TEKS BACAAN>
++++++++++++++++++++

La Condeng: Potret Kemandirian Seniman Kecapi
admin | 12 - May - 2008Namanya Syarifuddin. Lebih dikenal banyak orang dengan sebutan La Condeng. Tak begitu sulit menemukan rumah seniman kecapi yang satu ini. Hampir semua tukang ojek yang menjual jasa transportasi penghubung jalan besar menuju kampung Tollupoccoe, tempat tinggal La Condeng di Sidrap, mengenalinya dengan baik. Profesinya sebagai seniman yang lihai memainkan kecapi secara apik dan menawan. Membuat namanya berkibar dan akrab di telinga para penikmat kecapi, terutama di beberapa wilayah seperti Sidrap, Pinrang dan juga Enrekang.
Bagaimana tidak. Lihat saja berbagai aktifitas manggungnya, meskipun tak sesering dulu. Selain memenuhi berbagai undangan keluarga, petikan kecapinya belakangan ini mampu membius para pendengarnya di radio swasta Bambapuang Pinrang. Ia juga kerap diundang di acara-acara resmi pemerintah, dalam upacara festival dan kampanye tertentu. Bahkan belakangan ini ia sukses melakukan rekaman kecapi tunggal miliknya.

++++++++++++++++++++

INSTRUKSI TUGAS 1> Tentukan apakah setiap pernyataan berikut sesuai dengan teks tentang La Condeng. Jawab ya atau tidak, lalu kutip kata-kata penentunya dari teks. (a) La Condeng tinggal di kampung Tollupoccoe di Sidrap. (b) Sekarang La Condeng lebih sering manggung daripada dulu. (c) Petikan kecapi La Condeng terdengar di radio swasta Bambapuang Pinrang.
INSTRUKSI TUGAS 2> Menurut teks tentang La Condeng, siapa nama seniman kecapi itu?
INSTRUKSI TUGAS 3> Lanjutkan teks tentang seniman kecapi La Condeng, dimulai setelah kalimat terakhirnya.

CATATAN MENTAH>
++++++++++++++++++++

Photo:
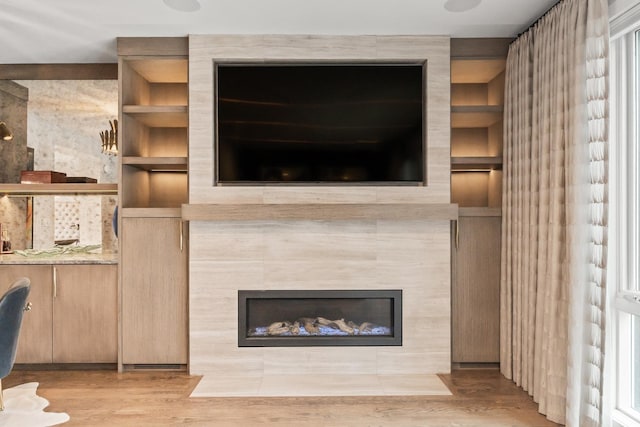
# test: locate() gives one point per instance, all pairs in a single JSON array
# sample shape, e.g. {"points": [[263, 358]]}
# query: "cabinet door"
{"points": [[34, 343], [476, 291], [85, 314], [154, 291]]}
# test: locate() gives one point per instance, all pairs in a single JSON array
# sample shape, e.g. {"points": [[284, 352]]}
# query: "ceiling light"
{"points": [[5, 133], [183, 5], [461, 5]]}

++++++++++++++++++++

JAWABAN 1>
(a) Ya: "kampung Tollupoccoe, tempat tinggal La Condeng di Sidrap"
(b) Tidak: "meskipun tak sesering dulu"
(c) Ya: "petikan kecapinya belakangan ini mampu membius para pendengarnya di radio swasta Bambapuang Pinrang"

JAWABAN 2> Namanya Syarifuddin.

JAWABAN 3>
La Condeng memang bukan hanya lihai memainkan kecapi. Sehingga dia termasuk beberapa kecil saja seniman di Sidrap yang masih bertahan hidup sampai sekarang. Ia juga kreatif. Cerdik. Pintar menarik perhatian penonton.
Seperti ungkapan banyak orang jaman sekarang, La Condeng memang tidak ada matinya. Kala seniman lainnya gulung tikar duluan atau larut dalam kepentingan eksternal, ia masih bertengger di tengah perubahan jaman dan derasnya perubahan politik serta industri kesenian modern yang makin dominan.
Pada tahun 70-an misalnya. Ketika ‘simioni kecapi’, sebutan untuk simfoni kecapi yang mengkolaborasikan kecapi dengan suling, yang diusung Ibu Nani Sapada dan A.S. Said atas sponsor pemerintah daerah berikut sanggar-sanggar kesenian yang didirikan, mulai menggeser kemapanan tradisi kesenian rakyat ini. Bahkan ketika grup musik elekton juga mulai mendominasi dan menggantikan kecapi. La Condeng tidak mau kehilangan penggemar. Ia pun tak kehilangan akal. Tak beberapa lama pun, ia mengkreasi tampilan kecapi tunggalnya. Alat musik biola disisipkan dalam pertunjukan. “Saya juga menyelipinya dengan dialog-dialog segar dan lucu dengan penonton,” ujarnya membuka rahasia permainan kecapinya yang selalu diminati banyak penonton.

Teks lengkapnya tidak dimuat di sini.